All entries below are to be returned exactly, with pictures left out.

*** Records shown ***

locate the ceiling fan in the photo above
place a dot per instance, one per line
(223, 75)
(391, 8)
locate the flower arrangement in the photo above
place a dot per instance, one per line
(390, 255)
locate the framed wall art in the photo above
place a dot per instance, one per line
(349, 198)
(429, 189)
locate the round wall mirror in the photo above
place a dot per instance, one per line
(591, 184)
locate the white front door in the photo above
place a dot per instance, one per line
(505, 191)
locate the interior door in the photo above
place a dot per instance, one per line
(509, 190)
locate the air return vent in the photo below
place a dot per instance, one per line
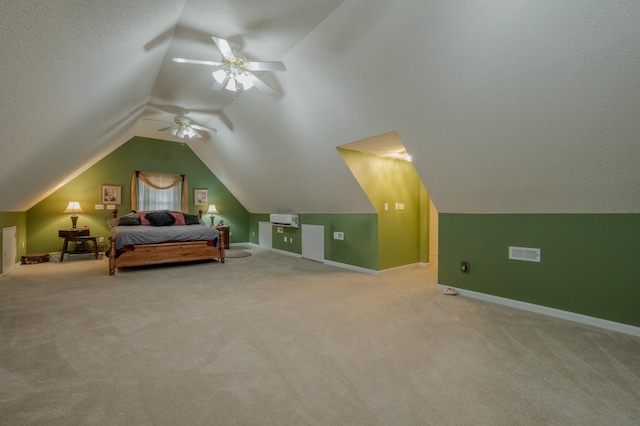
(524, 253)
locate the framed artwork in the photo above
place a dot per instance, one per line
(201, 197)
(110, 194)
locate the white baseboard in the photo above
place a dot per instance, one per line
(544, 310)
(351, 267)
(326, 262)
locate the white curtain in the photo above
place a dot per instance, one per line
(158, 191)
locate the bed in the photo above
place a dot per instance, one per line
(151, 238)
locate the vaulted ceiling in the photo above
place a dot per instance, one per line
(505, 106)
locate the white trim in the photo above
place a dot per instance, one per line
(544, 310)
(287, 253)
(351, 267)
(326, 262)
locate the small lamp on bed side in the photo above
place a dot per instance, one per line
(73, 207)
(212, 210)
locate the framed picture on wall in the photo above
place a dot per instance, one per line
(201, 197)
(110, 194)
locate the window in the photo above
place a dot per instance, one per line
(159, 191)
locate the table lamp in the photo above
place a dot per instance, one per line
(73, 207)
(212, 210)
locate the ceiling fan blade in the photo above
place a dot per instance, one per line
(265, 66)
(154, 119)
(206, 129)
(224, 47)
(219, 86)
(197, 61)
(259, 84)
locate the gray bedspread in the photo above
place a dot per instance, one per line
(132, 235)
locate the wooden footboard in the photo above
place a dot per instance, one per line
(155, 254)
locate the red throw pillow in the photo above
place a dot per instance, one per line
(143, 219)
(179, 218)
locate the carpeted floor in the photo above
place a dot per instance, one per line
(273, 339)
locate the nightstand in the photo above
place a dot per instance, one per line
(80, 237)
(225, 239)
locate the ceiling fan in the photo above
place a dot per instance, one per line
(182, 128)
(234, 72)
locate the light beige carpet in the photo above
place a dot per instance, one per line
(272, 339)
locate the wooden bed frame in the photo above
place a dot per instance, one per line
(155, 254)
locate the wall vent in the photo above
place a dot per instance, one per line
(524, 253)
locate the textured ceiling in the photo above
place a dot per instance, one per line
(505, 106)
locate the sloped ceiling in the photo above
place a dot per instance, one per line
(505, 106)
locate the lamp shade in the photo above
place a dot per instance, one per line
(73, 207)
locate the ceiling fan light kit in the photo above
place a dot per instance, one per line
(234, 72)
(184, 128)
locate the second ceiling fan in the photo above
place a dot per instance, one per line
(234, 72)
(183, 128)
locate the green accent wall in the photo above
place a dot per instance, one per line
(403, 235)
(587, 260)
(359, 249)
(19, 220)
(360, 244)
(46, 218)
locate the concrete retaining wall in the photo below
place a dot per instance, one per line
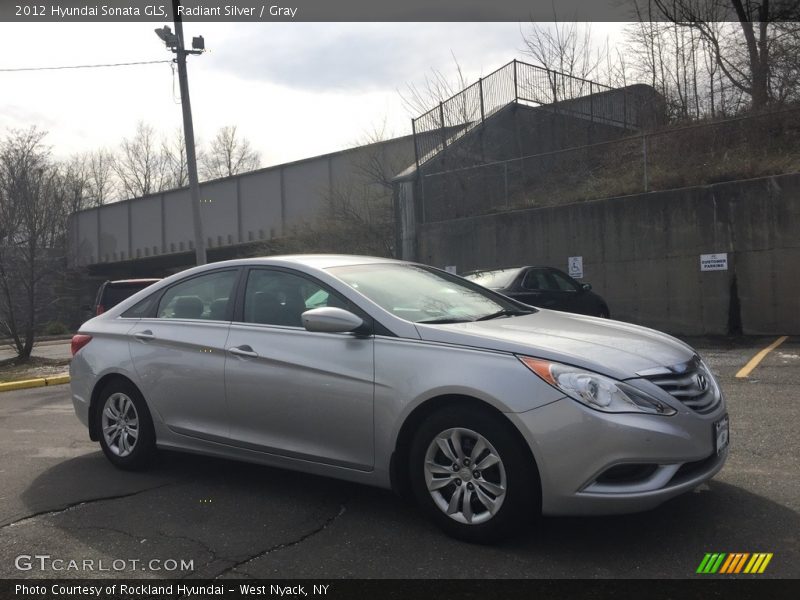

*** End of Records shown ***

▶ _Task solution_:
locate the ceiling fan in the photo above
place a dot per instance, one per line
(223, 75)
(391, 8)
locate the flower arrangement in the photo above
place a dot per instance, one per line
(390, 255)
locate the framed wall art in the photo above
place a dot per instance, one per line
(349, 198)
(429, 189)
locate the round wall mirror in the photo above
place a dot per instance, one per line
(591, 184)
locate the white front door in the photo above
place a dot per instance, one per line
(505, 191)
locate the interior door in the photo above
place a dot per instance, one per line
(509, 190)
locate the air return vent in the photo below
place a dot per instance, one per line
(524, 253)
locate the framed artwork in the photo above
place a dot per instance, one per line
(201, 197)
(110, 194)
locate the white baseboard in the photo above
place a dot per instance, one per line
(544, 310)
(351, 267)
(326, 262)
locate the white curtain in the photo above
place a dot per instance, one per line
(158, 191)
locate the bed in the photo above
place a dot per instance, one per line
(151, 238)
locate the vaulted ceiling in the photo above
place a dot per instance, one per line
(505, 106)
locate the white trim in the photo above
place a dot per instance, one per line
(544, 310)
(287, 253)
(351, 267)
(326, 262)
locate the small lamp on bed side in the photo above
place a dot per instance, one per line
(73, 207)
(212, 210)
locate the framed picture on wall in the photo above
place a dot per instance, one per line
(201, 197)
(110, 194)
locate the window in the photo above
place a dot per instance, one per line
(159, 191)
locate the table lamp in the photo above
place a dot per instance, one per line
(73, 207)
(212, 210)
locate the ceiling fan blade in the photo above
place a dot per instance, one per line
(265, 66)
(154, 119)
(206, 129)
(224, 47)
(219, 86)
(197, 61)
(259, 84)
locate the gray bedspread in the photo above
place a dot per instance, one per line
(132, 235)
locate the wooden footboard in the photo above
place a dot per instance, one per line
(155, 254)
locate the red throw pillow in the photo above
place a dot per instance, one per line
(143, 219)
(179, 218)
locate the carpeted floor in the photo above
place a dot per instance, one per line
(273, 339)
locate the nightstand in the photo above
place a dot per instance, one per line
(80, 237)
(225, 239)
locate the ceiling fan in the photo above
place a dot per instance, one per line
(182, 128)
(234, 72)
locate the light beige carpet in the photo above
place a dot per instance, one per line
(272, 339)
locate the wooden bed frame in the photo above
place a dot per instance, one per line
(155, 254)
locate the wall vent in the photo above
place a dot per instance, one per line
(524, 253)
locate the textured ceiling in the photo above
place a dot per instance, one per line
(505, 106)
locate the sloped ceiling in the photo above
place a dot per instance, one per line
(505, 106)
locate the lamp shade in the photo above
place a dot per instance, one per line
(73, 207)
locate the ceiling fan light kit in the photo above
place a dot per instance, one per line
(234, 72)
(184, 128)
locate the second ceiling fan in the photo above
place a dot per instance, one per line
(234, 72)
(183, 128)
locate the green accent wall in the photo above
place a dot per instance, one per line
(403, 235)
(587, 260)
(359, 249)
(19, 220)
(360, 244)
(46, 218)
locate the concrete retaining wall in the photo below
place a dot per instance, one per line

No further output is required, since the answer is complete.